Pull out every line of the material below that contains the word "brick".

** START Records shown **

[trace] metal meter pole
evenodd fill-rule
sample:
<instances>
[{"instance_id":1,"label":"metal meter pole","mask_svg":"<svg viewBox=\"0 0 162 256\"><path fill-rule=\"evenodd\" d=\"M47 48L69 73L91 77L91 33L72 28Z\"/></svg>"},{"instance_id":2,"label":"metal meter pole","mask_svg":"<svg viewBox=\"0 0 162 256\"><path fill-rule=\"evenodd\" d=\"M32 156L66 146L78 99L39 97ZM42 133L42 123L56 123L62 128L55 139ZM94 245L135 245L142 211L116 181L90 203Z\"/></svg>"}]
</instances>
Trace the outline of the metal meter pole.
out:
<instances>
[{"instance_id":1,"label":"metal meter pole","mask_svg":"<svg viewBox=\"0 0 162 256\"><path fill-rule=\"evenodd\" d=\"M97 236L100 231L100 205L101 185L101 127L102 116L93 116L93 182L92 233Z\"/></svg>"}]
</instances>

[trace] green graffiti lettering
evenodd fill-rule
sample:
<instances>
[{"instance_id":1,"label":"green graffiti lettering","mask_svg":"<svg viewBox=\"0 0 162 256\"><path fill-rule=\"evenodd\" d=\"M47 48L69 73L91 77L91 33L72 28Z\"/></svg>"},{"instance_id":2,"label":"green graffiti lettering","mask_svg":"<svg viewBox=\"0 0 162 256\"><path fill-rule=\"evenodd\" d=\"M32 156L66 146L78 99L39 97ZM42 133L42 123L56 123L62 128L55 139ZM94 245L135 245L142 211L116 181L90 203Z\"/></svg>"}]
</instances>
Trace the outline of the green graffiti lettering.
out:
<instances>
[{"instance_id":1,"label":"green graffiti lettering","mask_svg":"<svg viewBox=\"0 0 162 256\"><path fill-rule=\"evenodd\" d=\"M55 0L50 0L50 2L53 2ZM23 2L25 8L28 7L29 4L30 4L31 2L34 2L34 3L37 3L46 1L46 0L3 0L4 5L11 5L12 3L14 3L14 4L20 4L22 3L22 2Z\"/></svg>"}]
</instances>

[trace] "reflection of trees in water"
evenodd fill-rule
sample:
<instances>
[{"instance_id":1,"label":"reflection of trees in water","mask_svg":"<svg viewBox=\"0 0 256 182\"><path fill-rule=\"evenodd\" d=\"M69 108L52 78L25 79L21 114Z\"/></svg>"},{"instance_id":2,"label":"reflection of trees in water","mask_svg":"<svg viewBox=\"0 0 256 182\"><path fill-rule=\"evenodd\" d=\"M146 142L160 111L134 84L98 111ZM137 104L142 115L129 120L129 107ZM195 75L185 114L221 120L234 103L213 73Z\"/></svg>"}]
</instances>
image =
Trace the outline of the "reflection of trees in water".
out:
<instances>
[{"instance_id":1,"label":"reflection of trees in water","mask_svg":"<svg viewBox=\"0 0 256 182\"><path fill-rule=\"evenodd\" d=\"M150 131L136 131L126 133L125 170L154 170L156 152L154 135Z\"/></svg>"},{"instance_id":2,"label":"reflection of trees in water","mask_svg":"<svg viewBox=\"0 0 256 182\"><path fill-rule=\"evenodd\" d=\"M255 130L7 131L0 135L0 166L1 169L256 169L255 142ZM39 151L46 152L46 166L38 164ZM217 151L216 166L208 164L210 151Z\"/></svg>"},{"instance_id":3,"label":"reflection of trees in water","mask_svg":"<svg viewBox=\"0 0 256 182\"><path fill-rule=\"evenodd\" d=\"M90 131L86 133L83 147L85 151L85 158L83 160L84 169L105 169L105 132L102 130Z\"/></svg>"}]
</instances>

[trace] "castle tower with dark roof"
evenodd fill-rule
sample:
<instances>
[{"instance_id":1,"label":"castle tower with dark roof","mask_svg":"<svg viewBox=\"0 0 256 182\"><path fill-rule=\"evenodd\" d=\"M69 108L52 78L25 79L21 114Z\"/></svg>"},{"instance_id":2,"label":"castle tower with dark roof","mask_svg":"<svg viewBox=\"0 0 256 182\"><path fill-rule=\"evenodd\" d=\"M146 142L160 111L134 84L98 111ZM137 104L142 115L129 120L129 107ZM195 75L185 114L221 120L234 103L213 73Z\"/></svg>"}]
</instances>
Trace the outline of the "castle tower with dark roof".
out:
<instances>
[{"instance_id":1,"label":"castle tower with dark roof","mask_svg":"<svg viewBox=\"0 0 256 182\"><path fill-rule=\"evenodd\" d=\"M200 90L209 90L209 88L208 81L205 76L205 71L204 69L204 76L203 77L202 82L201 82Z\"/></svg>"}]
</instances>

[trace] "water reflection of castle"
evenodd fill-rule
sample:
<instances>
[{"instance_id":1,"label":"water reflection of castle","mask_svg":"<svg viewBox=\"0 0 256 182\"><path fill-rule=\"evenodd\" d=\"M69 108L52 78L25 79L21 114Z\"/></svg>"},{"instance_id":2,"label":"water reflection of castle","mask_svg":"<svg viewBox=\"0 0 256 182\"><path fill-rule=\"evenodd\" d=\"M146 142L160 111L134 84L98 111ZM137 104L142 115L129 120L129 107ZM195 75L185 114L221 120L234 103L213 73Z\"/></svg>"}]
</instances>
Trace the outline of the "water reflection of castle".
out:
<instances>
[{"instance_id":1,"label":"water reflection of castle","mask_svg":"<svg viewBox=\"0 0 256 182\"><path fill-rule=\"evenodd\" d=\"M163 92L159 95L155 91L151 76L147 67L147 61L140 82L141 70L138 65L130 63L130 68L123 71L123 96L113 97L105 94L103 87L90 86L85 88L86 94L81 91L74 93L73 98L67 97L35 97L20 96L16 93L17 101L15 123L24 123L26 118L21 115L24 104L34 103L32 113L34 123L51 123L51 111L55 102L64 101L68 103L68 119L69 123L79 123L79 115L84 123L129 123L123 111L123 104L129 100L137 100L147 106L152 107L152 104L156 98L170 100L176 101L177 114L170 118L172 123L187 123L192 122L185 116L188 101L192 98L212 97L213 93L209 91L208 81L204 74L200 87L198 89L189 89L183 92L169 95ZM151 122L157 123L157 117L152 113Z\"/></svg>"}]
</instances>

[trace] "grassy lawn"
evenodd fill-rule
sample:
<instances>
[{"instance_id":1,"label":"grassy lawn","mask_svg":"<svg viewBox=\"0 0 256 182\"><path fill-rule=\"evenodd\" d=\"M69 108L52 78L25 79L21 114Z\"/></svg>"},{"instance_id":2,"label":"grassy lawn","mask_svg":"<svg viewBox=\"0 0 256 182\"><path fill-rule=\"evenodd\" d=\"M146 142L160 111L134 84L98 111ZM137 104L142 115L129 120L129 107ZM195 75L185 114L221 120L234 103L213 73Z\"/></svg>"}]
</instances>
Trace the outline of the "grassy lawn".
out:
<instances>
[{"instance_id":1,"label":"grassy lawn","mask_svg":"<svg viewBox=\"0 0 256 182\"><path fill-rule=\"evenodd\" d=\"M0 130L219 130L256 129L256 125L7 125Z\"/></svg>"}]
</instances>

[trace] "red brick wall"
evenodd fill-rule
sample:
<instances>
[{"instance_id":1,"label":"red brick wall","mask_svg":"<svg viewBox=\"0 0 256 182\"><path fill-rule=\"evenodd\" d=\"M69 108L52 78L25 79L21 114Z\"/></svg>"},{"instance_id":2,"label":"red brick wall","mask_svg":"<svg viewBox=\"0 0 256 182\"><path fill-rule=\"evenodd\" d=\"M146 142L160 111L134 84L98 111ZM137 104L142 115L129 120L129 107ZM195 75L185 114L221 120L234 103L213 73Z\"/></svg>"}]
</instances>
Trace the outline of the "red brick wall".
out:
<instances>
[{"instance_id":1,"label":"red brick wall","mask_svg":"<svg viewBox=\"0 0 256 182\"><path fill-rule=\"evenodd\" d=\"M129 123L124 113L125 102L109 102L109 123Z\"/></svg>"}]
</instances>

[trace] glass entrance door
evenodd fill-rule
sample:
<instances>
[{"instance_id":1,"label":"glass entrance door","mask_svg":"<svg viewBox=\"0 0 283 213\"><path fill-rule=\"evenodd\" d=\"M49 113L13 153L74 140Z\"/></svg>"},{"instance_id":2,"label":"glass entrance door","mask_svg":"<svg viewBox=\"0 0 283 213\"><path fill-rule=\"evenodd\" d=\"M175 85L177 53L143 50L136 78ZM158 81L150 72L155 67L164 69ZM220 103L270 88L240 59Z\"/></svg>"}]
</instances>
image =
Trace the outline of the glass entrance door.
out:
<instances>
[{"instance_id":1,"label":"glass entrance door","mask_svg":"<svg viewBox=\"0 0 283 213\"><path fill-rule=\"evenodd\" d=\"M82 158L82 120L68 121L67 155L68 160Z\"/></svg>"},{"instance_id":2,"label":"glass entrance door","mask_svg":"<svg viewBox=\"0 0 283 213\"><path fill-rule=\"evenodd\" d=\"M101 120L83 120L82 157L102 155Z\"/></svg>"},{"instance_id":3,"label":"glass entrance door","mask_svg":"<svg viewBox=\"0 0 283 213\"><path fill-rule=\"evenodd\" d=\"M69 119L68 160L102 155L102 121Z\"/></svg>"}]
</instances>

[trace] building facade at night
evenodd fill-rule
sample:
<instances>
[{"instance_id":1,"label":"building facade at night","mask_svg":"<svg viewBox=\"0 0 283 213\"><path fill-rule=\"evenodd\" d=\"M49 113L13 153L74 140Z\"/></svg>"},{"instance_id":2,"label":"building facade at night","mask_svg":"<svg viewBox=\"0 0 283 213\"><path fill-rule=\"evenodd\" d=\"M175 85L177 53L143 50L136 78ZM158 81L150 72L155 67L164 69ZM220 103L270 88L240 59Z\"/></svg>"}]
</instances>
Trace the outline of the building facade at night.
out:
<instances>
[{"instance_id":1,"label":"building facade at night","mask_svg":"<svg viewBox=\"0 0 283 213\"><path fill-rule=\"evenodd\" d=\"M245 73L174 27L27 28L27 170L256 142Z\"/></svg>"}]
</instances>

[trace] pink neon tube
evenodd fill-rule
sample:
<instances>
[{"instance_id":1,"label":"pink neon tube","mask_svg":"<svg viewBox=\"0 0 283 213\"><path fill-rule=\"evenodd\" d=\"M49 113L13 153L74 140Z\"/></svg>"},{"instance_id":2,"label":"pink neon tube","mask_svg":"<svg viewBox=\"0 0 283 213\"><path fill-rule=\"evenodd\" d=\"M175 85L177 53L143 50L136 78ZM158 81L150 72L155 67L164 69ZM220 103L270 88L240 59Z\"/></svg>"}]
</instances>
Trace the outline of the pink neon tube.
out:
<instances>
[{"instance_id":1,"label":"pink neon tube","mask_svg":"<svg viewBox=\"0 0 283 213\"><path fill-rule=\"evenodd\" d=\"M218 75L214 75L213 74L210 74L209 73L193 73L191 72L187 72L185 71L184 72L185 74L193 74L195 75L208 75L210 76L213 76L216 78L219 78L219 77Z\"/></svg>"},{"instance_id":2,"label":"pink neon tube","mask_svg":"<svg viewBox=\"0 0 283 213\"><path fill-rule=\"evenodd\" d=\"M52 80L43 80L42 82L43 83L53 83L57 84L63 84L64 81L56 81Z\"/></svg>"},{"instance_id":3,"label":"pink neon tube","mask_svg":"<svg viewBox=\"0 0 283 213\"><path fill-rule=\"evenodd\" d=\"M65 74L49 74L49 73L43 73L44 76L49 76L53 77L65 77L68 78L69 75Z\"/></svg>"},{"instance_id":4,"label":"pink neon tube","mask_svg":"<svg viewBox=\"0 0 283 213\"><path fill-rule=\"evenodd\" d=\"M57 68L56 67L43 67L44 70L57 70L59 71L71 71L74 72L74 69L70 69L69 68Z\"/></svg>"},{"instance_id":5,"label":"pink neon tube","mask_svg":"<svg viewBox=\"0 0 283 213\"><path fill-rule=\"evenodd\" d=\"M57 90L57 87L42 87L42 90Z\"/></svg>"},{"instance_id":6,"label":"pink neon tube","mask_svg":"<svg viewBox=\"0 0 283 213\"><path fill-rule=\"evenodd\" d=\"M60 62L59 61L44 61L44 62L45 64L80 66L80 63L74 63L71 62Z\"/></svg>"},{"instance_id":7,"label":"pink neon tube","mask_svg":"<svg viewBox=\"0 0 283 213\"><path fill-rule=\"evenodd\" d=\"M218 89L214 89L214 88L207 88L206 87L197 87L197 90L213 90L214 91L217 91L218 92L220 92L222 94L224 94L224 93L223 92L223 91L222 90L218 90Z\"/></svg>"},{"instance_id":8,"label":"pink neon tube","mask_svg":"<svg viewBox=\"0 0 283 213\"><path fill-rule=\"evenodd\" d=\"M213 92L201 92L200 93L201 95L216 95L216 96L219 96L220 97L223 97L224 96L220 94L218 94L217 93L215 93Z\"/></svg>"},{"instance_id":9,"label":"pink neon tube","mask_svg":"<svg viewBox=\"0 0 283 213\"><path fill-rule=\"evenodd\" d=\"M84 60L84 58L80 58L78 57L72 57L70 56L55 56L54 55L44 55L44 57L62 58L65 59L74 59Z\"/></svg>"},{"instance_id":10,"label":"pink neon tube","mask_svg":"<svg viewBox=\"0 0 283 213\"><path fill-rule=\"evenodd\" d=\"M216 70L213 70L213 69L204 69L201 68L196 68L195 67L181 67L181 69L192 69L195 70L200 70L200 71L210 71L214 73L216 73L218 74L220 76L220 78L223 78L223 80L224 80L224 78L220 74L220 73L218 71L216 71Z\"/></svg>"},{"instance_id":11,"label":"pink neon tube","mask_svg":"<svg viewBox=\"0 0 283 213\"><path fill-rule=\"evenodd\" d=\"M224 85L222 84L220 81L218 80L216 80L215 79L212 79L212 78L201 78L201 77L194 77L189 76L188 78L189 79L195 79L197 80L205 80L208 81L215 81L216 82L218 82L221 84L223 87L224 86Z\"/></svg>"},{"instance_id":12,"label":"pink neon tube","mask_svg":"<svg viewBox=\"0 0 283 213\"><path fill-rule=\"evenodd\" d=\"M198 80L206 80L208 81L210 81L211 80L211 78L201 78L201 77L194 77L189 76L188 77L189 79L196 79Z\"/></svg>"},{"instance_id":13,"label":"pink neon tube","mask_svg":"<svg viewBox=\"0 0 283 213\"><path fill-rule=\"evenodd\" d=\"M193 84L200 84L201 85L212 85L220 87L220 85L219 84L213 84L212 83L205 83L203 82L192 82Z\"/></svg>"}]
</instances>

** END Records shown **

→ Task response
[trace] "red brick wall"
[{"instance_id":1,"label":"red brick wall","mask_svg":"<svg viewBox=\"0 0 256 182\"><path fill-rule=\"evenodd\" d=\"M69 108L52 78L25 79L21 114Z\"/></svg>"},{"instance_id":2,"label":"red brick wall","mask_svg":"<svg viewBox=\"0 0 256 182\"><path fill-rule=\"evenodd\" d=\"M146 142L160 111L134 84L98 111ZM137 104L142 115L129 120L129 107ZM195 75L185 114L221 120L234 103L213 73Z\"/></svg>"}]
Trace the outline of the "red brick wall".
[{"instance_id":1,"label":"red brick wall","mask_svg":"<svg viewBox=\"0 0 256 182\"><path fill-rule=\"evenodd\" d=\"M129 123L124 113L125 102L109 102L109 123Z\"/></svg>"}]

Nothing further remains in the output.